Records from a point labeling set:
****************

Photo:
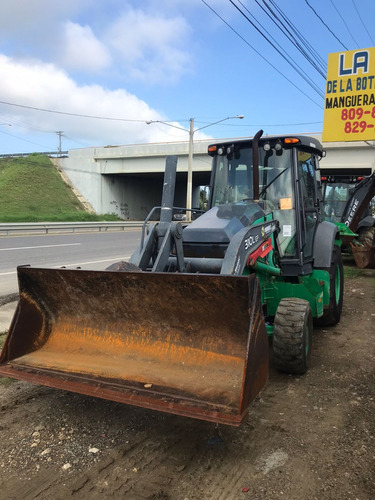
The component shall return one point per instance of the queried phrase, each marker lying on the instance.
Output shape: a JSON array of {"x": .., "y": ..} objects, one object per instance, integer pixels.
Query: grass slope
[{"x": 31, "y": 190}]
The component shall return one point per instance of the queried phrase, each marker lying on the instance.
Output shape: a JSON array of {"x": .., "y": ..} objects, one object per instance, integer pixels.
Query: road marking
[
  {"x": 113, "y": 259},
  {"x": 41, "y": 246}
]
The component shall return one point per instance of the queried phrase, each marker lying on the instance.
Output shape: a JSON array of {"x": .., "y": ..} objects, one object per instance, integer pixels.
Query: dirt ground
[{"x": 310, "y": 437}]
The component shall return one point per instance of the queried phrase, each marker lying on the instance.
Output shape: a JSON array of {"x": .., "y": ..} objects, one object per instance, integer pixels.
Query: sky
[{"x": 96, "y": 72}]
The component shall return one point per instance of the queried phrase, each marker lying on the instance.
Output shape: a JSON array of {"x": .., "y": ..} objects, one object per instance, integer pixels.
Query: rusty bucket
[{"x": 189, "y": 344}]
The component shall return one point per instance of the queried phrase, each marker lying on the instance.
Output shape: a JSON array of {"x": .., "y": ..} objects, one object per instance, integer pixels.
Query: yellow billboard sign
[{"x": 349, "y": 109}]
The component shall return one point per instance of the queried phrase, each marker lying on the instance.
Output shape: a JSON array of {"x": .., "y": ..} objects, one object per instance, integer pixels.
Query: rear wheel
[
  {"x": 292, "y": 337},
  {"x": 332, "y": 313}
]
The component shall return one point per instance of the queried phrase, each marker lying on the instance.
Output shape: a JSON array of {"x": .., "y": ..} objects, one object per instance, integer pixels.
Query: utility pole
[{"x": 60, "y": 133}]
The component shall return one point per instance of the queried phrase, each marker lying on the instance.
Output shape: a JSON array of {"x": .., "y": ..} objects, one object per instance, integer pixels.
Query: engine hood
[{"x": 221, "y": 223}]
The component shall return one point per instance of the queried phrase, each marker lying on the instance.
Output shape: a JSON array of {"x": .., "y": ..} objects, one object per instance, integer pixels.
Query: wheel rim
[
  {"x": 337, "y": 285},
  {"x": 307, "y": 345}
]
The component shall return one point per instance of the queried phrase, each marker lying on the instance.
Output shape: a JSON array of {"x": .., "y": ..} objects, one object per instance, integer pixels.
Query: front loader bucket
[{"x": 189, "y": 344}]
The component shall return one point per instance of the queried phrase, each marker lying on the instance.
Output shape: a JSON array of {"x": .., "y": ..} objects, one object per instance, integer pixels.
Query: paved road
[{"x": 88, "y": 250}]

****************

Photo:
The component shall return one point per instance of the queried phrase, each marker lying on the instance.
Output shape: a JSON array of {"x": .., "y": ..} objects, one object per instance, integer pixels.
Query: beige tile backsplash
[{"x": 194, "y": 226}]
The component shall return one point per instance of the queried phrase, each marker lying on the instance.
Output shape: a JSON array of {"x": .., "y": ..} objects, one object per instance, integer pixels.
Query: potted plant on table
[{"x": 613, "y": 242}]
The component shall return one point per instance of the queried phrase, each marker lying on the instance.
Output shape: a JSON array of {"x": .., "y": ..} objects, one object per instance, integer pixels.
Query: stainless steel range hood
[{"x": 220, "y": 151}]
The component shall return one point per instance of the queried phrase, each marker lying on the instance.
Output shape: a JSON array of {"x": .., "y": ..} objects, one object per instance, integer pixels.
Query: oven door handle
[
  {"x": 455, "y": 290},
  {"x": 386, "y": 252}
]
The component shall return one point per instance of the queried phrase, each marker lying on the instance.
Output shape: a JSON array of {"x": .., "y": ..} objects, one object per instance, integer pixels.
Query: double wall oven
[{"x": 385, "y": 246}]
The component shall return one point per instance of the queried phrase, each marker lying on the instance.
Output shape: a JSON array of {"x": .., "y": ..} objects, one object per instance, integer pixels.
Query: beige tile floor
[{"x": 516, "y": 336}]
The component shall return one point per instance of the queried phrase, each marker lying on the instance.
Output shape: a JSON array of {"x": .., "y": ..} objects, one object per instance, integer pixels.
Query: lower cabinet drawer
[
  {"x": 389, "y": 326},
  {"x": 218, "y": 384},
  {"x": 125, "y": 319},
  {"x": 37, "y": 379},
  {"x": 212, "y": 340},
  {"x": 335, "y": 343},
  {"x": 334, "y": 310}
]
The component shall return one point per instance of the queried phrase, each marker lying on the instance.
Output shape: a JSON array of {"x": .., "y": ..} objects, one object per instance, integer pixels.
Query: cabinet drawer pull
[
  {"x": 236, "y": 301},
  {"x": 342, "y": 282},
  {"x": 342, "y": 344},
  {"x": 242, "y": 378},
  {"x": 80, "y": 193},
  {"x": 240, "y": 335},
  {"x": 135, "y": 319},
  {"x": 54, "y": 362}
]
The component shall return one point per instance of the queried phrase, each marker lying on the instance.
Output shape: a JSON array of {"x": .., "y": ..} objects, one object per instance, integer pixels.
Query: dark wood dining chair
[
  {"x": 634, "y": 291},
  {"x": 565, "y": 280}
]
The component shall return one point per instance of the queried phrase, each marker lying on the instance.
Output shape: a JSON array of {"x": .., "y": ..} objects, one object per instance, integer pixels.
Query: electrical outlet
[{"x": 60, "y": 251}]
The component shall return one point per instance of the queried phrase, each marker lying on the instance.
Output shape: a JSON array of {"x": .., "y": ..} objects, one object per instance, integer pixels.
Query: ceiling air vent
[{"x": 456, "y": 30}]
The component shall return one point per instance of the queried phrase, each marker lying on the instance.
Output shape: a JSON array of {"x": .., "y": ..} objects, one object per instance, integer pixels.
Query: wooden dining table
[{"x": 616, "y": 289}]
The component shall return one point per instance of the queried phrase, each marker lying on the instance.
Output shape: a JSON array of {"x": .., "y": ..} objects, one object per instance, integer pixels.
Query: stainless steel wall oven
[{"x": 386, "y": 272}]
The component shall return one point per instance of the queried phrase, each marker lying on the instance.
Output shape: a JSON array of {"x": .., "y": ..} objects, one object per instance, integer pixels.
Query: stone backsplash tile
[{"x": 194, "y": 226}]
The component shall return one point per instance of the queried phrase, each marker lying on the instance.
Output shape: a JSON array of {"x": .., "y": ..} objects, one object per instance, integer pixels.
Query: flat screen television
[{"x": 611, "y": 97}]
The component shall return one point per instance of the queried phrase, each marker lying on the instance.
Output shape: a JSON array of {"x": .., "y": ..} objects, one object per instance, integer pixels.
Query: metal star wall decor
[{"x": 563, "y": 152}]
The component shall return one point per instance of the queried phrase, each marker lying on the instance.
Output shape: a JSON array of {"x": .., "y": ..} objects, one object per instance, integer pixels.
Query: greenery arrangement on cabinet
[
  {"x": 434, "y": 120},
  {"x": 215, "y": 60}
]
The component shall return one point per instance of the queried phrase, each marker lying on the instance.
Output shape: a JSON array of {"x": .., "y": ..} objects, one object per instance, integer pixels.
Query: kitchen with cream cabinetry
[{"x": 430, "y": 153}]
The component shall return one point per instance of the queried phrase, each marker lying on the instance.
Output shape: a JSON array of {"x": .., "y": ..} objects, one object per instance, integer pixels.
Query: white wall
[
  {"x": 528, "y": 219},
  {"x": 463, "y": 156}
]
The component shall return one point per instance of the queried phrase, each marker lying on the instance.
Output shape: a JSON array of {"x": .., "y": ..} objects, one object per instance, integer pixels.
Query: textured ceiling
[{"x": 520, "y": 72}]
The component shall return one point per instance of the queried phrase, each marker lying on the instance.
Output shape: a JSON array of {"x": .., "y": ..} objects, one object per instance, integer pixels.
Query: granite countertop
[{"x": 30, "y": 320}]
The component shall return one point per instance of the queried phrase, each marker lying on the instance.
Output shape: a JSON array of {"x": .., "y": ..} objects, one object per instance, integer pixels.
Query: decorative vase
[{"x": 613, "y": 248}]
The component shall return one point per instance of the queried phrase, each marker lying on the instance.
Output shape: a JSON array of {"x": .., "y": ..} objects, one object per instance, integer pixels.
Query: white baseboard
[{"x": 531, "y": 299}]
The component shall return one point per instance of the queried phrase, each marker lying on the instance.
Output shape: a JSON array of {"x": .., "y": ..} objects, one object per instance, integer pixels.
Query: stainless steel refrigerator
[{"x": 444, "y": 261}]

****************

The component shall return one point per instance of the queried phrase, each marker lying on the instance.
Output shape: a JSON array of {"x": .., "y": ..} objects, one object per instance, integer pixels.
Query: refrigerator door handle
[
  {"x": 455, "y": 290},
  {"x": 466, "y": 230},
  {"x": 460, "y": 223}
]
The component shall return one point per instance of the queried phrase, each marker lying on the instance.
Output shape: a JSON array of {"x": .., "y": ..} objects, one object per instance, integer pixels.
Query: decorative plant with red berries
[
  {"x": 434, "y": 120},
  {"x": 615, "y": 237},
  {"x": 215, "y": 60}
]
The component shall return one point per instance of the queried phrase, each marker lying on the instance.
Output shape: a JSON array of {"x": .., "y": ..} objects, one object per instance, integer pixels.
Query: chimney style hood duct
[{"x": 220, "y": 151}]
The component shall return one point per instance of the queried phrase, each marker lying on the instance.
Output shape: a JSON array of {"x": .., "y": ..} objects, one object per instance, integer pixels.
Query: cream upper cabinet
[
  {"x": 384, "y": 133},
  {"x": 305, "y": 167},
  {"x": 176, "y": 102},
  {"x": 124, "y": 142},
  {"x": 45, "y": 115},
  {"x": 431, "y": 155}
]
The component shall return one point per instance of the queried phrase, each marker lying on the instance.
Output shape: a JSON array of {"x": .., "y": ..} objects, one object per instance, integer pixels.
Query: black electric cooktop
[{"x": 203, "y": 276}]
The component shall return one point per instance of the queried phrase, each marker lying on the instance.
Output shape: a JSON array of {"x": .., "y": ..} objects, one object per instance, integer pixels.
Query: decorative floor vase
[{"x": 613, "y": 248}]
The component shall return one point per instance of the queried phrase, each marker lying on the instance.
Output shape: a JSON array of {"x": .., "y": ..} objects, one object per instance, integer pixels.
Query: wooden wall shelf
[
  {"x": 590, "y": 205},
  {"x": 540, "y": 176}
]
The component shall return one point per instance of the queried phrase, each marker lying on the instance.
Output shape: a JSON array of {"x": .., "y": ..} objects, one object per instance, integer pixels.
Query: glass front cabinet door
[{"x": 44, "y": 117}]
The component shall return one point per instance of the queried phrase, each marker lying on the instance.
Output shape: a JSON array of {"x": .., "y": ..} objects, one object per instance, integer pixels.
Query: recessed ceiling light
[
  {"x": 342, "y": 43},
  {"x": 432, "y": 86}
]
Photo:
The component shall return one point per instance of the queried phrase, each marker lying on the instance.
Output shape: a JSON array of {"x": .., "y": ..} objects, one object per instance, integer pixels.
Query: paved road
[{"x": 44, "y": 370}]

****************

== Exercise requirements ==
Identify every line in the data above that contains the word "drawer" and copy each one out.

== Correct answer ==
Query: lower cabinet drawer
Query: cabinet drawer pull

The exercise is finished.